Recent innovations focus on conditioning based on product signals. Sensors and data make it possible to condition in an increasingly efficient and energy-friendly way. Standard conditions make way for refined control. Tested model calculations make it possible to better substantiate technical choices. An example is the use of CFD (Computational Fluid Dynamics) to determine, prior to the investment, what air circulation and sizing will lead to an operationally and economically most favourable result.
It is also relevant to ask about the stability of your systems. The more turbulent the engine room, the higher the electricity consumption. Here too, data plays a major role. All too often, a certain setting is chosen based on habit or outdated experience. And in a great many cooling systems, the reaction to temperature changes is too alert. By giving them a little more time, systems get more peace of mind. We regularly find that the lowest electricity consumption results in the best quality. In many cases, the use of the correct measurement methods can help to choose a more energy-friendly setting, responsibly and with proper argumentation.

+++++

Task requirements
(a) Do these statements agree with the passage on energy-efficient conditioning? For each, answer yes or no and quote the words from the passage that decide it.
(i) CFD can be used before an investment to work out which air circulation and sizing give the most favorable result.
(ii) A more turbulent engine room lowers electricity consumption.
(iii) In many cooling systems, the reaction to temperature changes is too slow.
(b) Can you quote the passage on energy-efficient conditioning from "It is also relevant" to "with proper argumentation."?

+++++

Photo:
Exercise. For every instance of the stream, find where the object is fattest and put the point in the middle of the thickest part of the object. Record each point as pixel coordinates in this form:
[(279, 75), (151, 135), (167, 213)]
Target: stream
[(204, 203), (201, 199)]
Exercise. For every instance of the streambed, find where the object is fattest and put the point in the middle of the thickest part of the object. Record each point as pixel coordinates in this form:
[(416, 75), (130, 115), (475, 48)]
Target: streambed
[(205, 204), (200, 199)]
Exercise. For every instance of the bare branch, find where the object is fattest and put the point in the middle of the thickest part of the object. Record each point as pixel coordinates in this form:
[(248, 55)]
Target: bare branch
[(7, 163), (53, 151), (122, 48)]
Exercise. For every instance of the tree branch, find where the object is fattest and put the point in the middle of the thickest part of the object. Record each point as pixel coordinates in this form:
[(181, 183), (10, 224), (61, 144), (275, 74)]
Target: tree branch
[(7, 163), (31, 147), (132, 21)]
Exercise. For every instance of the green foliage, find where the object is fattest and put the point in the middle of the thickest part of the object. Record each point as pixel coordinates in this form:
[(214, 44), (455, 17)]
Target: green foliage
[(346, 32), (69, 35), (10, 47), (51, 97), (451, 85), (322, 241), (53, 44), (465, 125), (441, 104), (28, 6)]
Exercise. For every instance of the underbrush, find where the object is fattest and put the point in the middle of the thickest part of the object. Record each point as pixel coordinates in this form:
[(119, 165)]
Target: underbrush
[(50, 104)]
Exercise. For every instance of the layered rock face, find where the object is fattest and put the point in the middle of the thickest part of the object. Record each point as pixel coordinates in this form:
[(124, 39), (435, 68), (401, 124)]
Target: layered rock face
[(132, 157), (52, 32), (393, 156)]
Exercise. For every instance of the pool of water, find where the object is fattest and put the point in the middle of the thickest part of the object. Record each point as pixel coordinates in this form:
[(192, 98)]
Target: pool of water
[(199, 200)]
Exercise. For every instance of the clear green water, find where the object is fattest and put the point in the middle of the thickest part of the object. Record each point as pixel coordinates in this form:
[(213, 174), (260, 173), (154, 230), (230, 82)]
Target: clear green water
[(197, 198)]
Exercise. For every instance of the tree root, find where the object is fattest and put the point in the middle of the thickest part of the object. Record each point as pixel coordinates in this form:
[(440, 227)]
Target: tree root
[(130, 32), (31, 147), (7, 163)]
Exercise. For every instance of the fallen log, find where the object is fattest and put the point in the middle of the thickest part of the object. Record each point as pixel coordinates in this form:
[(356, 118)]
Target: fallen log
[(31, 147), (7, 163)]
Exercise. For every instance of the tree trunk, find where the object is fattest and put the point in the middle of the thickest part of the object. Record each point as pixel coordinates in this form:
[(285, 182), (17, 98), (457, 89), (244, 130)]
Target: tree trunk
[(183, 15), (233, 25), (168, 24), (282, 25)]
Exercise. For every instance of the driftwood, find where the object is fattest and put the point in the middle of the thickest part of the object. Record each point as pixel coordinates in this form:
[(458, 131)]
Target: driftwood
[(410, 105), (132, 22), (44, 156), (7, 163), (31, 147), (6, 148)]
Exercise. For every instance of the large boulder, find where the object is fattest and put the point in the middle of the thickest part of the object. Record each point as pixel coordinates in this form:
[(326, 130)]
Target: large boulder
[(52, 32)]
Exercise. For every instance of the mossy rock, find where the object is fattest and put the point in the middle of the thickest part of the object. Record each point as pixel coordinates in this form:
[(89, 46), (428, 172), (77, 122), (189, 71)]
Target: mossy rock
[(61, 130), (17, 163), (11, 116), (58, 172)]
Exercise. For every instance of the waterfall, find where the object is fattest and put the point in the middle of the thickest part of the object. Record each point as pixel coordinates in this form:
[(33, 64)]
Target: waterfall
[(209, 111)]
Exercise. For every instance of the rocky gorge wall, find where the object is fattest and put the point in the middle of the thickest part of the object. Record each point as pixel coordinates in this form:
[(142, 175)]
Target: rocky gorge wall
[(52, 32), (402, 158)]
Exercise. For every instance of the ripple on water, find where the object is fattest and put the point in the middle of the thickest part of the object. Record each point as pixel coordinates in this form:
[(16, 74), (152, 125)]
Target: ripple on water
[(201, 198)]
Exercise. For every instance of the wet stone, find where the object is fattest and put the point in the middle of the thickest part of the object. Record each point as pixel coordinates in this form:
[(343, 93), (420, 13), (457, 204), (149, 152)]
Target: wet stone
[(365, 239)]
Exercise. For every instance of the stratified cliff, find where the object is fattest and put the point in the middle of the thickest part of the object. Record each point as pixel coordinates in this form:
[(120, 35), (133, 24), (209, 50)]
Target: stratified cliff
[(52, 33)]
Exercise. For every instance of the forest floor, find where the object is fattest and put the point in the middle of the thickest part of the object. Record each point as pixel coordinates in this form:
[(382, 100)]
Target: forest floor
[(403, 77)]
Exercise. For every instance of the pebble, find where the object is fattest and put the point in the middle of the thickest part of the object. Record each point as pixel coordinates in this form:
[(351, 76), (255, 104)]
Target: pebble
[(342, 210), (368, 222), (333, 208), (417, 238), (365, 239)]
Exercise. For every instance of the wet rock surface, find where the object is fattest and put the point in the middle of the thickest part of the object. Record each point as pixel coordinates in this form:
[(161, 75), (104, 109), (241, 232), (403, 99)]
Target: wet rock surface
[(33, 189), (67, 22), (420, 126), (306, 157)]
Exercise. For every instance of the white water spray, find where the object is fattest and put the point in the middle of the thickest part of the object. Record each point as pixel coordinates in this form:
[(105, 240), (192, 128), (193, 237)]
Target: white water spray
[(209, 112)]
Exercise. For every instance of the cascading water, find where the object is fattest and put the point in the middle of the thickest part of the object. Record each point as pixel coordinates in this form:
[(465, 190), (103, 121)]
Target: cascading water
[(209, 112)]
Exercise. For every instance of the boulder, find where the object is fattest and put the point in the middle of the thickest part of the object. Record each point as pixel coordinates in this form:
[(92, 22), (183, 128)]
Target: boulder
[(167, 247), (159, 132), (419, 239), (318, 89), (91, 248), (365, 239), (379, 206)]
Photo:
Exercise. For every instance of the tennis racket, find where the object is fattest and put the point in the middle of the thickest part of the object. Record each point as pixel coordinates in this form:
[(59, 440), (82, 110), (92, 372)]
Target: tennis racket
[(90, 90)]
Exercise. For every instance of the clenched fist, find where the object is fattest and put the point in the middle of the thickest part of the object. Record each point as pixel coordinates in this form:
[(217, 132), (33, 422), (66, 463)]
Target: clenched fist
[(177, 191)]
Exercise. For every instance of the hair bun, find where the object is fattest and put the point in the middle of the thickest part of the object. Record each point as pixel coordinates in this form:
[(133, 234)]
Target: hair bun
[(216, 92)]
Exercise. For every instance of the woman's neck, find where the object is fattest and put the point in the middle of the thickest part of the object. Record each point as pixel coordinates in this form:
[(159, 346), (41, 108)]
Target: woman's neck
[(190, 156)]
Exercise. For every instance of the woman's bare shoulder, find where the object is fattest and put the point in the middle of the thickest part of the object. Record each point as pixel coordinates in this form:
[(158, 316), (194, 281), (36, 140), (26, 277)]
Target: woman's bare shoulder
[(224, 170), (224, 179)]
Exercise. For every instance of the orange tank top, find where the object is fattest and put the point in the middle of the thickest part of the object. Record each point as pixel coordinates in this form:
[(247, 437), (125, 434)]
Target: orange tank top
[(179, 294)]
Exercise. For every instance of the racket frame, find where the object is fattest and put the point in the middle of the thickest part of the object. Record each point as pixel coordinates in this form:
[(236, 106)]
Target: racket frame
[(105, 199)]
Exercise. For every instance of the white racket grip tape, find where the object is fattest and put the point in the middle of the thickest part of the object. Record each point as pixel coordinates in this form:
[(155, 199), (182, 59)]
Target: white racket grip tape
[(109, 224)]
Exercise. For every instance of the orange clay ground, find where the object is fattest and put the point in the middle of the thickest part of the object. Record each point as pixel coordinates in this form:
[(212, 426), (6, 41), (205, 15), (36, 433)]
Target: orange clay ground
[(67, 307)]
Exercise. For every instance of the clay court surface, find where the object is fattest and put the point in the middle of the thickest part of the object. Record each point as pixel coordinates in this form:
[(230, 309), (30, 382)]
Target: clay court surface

+++++

Correct answers
(a)
(i) Yes: "to determine, prior to the investment, what air circulation and sizing will lead to an operationally and economically most favourable result"
(ii) No: "The more turbulent the engine room, the higher the electricity consumption."
(iii) No: "in a great many cooling systems, the reaction to temperature changes is too alert"

(b)
It is also relevant to ask about the stability of your systems. The more turbulent the engine room, the higher the electricity consumption. Here too, data plays a major role. All too often, a certain setting is chosen based on habit or outdated experience. And in a great many cooling systems, the reaction to temperature changes is too alert. By giving them a little more time, systems get more peace of mind. We regularly find that the lowest electricity consumption results in the best quality. In many cases, the use of the correct measurement methods can help to choose a more energy-friendly setting, responsibly and with proper argumentation.